Les spécialistes [6]
des monnaies régionales indiquent que l’équipe chargée de mener à bien le projet
devra réunir un certain nombre de compétences. De la qualité du groupe de pilotage qui initie et met en œuvre la monnaie dépend le succès de l’expérience.

Afin de mettre tous les atouts de son côté, ce groupe de pilotage devra suivre un processus composé de trois étapes [7]
 :
– une phase d’analyse permettant de réfléchir et faire réfléchir à ce qu’une nouvelle monnaie pourrait apporter,
– une phase de sensibilisation destinée à convaincre les décideurs, d’obtenir leur appui et de se procurer un certain nombre de relais au sein de l’opinion locale,
– une phase de lancement au cours de laquelle il convient d’impliquer la population.

Les AMAPP sont nées il y a quelques années, au moment où de nombreuses exploitations d’agriculteurs biologiques étaient littéralement menacées de disparition. De nouvelles valeurs fondées sur la solidarité, la transparence, la démocratie, la préservation de la nature et la confiance ainsi qu’une volonté affirmée de la part des acteurs (producteurs et consommateurs) concernés sont
venues conjurer un sort qui paraissait scellé.

Forts de nos acquis, de nos réseaux, de nos compétences et de nos valeurs, nous devons dans les mois et les années à venir relever les nouveaux défis qui se présentent à nous.

════

- [ÉNONCÉ] Relevez, s'il vous plaît, dans l'extrait, tout ce sur quoi sont fondées les nouvelles valeurs évoquées à propos des AMAPP.

- [ENTRÉES RÉPERTORIÉES]

════

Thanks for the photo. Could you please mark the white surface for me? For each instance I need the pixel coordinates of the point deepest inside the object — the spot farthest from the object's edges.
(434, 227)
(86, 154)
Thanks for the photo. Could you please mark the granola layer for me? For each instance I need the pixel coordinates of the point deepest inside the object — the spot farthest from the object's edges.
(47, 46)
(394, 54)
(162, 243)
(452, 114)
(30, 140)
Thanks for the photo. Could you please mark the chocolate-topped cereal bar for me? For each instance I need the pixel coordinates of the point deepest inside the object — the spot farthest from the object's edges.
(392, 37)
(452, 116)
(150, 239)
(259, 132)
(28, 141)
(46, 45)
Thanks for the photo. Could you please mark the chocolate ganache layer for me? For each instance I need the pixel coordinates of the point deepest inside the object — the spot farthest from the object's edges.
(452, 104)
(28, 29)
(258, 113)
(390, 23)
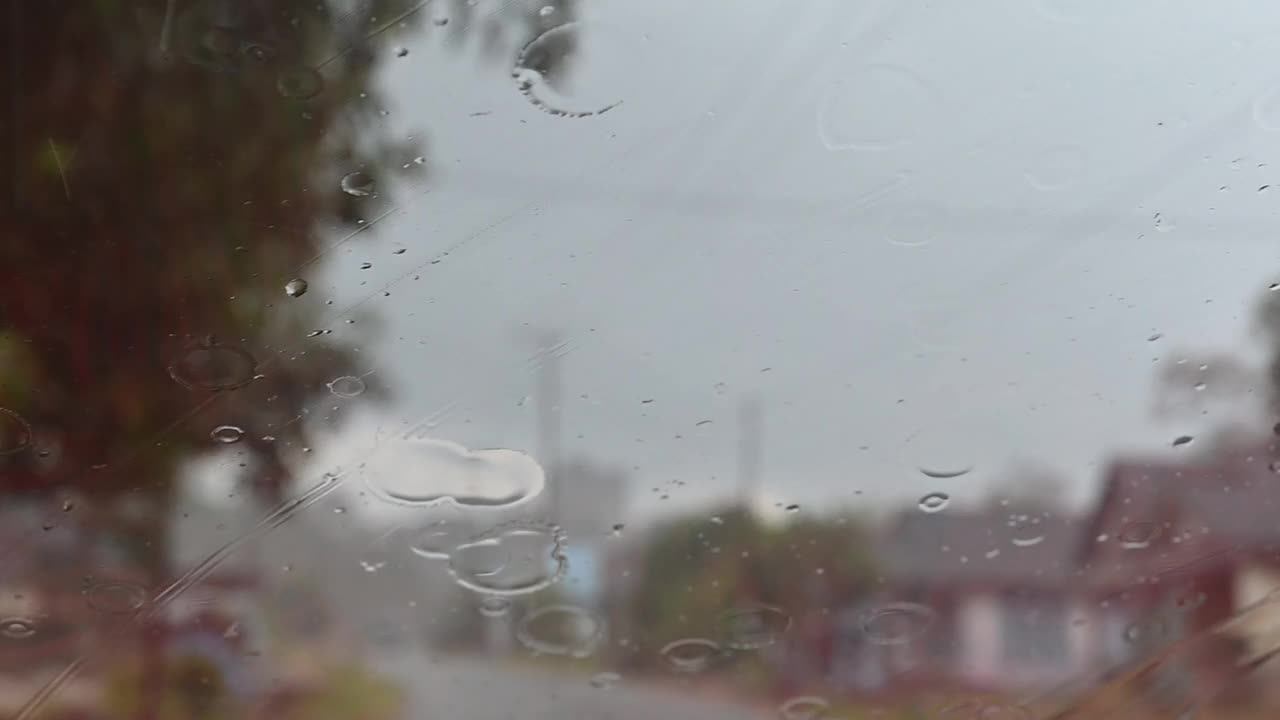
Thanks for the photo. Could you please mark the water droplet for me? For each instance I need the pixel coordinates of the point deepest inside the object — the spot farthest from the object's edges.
(1057, 168)
(556, 86)
(935, 501)
(115, 598)
(17, 628)
(510, 560)
(1144, 632)
(561, 629)
(494, 606)
(876, 109)
(425, 470)
(301, 83)
(690, 655)
(1266, 109)
(897, 623)
(604, 680)
(14, 433)
(1025, 531)
(804, 707)
(357, 183)
(227, 434)
(945, 474)
(347, 386)
(437, 540)
(214, 367)
(1189, 600)
(753, 628)
(1137, 536)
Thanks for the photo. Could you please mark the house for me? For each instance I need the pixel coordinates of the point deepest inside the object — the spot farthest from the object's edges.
(1002, 592)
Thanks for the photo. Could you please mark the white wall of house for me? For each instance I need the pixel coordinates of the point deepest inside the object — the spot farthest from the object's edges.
(982, 623)
(978, 627)
(1260, 627)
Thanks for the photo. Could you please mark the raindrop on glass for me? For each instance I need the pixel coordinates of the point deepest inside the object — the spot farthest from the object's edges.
(115, 598)
(301, 83)
(17, 628)
(227, 434)
(561, 629)
(690, 655)
(14, 432)
(213, 367)
(297, 287)
(753, 628)
(804, 707)
(935, 501)
(511, 560)
(347, 386)
(604, 680)
(357, 183)
(493, 606)
(897, 623)
(1137, 536)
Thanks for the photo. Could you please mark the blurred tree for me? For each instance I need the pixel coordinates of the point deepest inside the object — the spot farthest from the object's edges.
(694, 569)
(169, 167)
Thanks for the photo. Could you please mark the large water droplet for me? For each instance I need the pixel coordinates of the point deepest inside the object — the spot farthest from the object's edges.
(753, 628)
(804, 707)
(877, 108)
(17, 628)
(1056, 168)
(1137, 536)
(214, 367)
(935, 501)
(552, 73)
(530, 556)
(227, 434)
(424, 472)
(14, 432)
(690, 655)
(604, 680)
(897, 623)
(1266, 109)
(1189, 600)
(1025, 531)
(347, 386)
(561, 629)
(115, 598)
(301, 83)
(494, 606)
(1147, 632)
(438, 538)
(357, 183)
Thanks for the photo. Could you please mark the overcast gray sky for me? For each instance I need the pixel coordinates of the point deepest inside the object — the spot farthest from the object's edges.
(924, 233)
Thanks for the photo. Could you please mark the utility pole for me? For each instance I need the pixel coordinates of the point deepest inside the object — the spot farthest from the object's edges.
(547, 402)
(749, 436)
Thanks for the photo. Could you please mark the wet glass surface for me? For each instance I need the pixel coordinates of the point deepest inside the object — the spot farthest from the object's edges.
(485, 359)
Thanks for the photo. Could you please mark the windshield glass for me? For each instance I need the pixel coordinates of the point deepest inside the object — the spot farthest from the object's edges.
(481, 359)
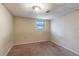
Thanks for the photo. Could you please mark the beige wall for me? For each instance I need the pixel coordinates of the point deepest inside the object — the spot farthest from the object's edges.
(65, 31)
(25, 31)
(5, 31)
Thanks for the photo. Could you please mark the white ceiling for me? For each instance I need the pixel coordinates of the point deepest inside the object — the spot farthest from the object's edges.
(56, 9)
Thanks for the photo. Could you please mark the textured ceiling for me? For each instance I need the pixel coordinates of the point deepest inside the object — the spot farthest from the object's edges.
(56, 9)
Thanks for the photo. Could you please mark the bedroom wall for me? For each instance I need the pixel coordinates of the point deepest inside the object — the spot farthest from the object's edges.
(6, 31)
(65, 31)
(25, 31)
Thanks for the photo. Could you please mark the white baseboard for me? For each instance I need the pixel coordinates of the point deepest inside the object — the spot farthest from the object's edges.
(66, 48)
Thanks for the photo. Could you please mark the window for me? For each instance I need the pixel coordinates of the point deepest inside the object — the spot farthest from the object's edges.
(40, 24)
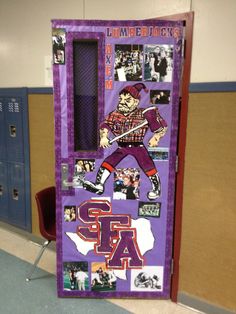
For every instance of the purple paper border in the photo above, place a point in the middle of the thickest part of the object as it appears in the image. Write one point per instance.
(58, 23)
(71, 36)
(170, 214)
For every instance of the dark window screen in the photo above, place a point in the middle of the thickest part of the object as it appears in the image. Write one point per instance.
(85, 55)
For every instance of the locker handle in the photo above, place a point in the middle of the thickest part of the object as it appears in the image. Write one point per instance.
(15, 194)
(12, 130)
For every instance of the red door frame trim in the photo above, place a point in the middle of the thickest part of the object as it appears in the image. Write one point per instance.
(188, 17)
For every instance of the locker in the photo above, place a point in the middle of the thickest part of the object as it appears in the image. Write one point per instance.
(2, 130)
(14, 157)
(16, 184)
(14, 130)
(3, 191)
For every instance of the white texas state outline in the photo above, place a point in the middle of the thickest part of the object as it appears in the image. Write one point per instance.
(145, 241)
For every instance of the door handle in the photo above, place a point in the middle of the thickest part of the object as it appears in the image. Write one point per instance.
(12, 130)
(15, 194)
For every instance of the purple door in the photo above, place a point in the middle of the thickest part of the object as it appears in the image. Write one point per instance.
(116, 94)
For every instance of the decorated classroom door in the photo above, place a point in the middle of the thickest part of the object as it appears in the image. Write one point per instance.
(116, 93)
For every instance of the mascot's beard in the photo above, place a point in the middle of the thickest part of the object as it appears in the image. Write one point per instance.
(125, 109)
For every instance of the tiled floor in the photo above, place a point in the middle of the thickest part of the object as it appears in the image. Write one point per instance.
(24, 249)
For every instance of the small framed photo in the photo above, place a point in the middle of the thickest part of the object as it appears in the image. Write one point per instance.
(128, 62)
(58, 45)
(126, 184)
(159, 97)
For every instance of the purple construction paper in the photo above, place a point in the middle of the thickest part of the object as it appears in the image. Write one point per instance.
(162, 228)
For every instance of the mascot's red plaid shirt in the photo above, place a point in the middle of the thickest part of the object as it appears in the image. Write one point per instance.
(118, 124)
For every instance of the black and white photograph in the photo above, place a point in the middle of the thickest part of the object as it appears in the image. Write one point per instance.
(75, 275)
(159, 97)
(158, 63)
(58, 45)
(159, 153)
(149, 209)
(102, 278)
(128, 62)
(126, 184)
(149, 278)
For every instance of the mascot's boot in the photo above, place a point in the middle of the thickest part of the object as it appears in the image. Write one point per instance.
(156, 187)
(98, 186)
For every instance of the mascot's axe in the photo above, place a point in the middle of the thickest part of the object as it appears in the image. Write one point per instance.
(128, 132)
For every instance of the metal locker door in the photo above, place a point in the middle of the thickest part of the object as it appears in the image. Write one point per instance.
(14, 130)
(17, 206)
(3, 191)
(2, 130)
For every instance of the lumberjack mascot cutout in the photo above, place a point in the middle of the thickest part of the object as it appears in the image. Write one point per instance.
(129, 124)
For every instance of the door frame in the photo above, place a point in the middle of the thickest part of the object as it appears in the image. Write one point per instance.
(188, 18)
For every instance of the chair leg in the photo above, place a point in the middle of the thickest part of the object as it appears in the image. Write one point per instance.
(44, 246)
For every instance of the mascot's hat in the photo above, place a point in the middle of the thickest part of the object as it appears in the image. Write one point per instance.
(134, 90)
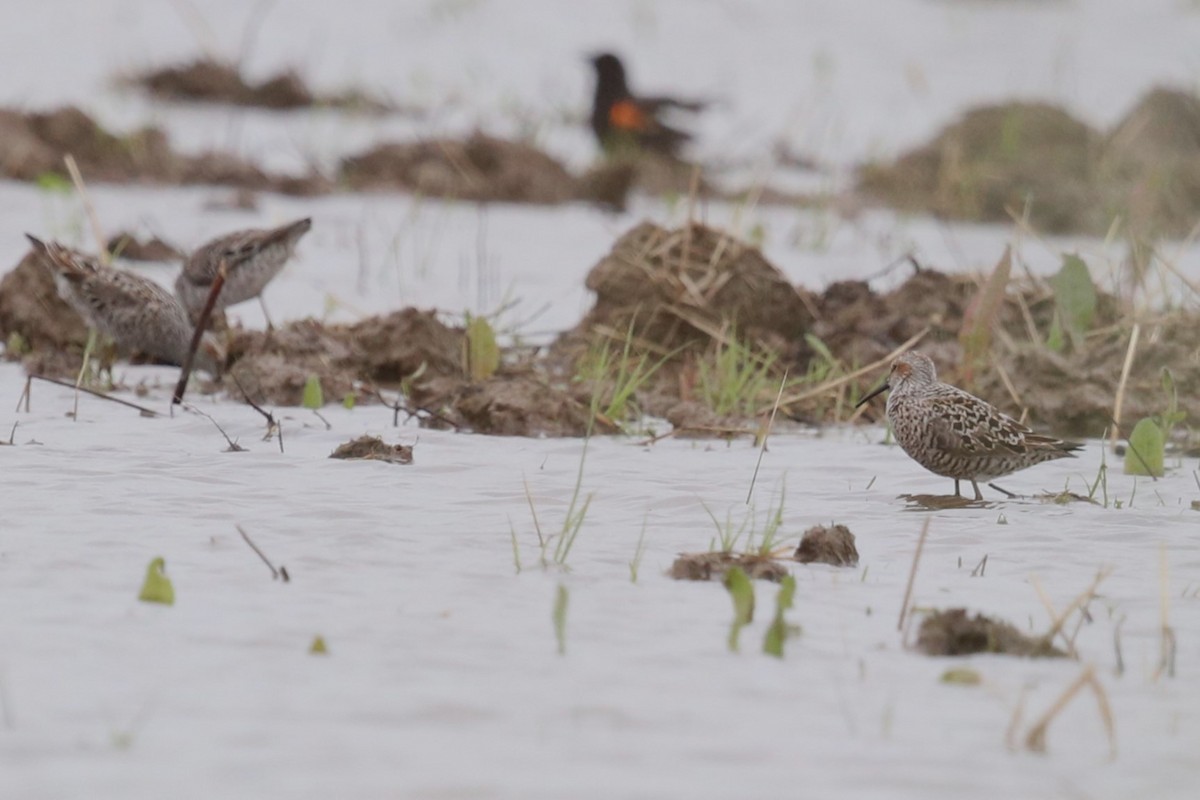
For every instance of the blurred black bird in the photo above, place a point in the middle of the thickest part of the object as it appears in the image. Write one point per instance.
(624, 122)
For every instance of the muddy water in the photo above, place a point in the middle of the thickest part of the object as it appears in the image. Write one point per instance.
(439, 650)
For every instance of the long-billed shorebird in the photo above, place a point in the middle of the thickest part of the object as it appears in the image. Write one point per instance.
(135, 312)
(251, 257)
(953, 433)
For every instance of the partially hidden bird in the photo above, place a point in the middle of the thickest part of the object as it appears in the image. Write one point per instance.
(135, 312)
(624, 122)
(251, 259)
(955, 434)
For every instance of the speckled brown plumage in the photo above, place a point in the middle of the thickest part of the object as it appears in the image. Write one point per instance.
(135, 312)
(252, 258)
(953, 433)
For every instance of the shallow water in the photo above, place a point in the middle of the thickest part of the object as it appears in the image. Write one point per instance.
(443, 655)
(442, 678)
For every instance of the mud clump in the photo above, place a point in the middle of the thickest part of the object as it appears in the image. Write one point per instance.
(480, 168)
(713, 566)
(30, 307)
(403, 342)
(952, 632)
(127, 246)
(522, 405)
(997, 160)
(679, 295)
(33, 145)
(833, 545)
(373, 449)
(208, 80)
(989, 163)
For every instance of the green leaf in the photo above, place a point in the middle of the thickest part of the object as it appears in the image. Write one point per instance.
(1144, 456)
(313, 395)
(156, 588)
(742, 591)
(483, 352)
(1074, 296)
(961, 677)
(51, 181)
(779, 629)
(559, 617)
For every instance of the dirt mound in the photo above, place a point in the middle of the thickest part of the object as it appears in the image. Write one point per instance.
(31, 308)
(34, 144)
(994, 161)
(951, 632)
(679, 289)
(1074, 394)
(827, 545)
(127, 246)
(1155, 157)
(215, 82)
(373, 449)
(523, 404)
(713, 566)
(480, 168)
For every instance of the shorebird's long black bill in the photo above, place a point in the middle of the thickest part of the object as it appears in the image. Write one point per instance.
(875, 394)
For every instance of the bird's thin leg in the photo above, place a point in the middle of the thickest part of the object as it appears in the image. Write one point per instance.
(262, 304)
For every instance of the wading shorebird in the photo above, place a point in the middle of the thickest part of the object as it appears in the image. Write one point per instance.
(135, 312)
(252, 258)
(955, 434)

════

- [RÉPONSE OBTENUE]
- la solidarité
- la transparence
- la démocratie
- la préservation de la nature
- la confiance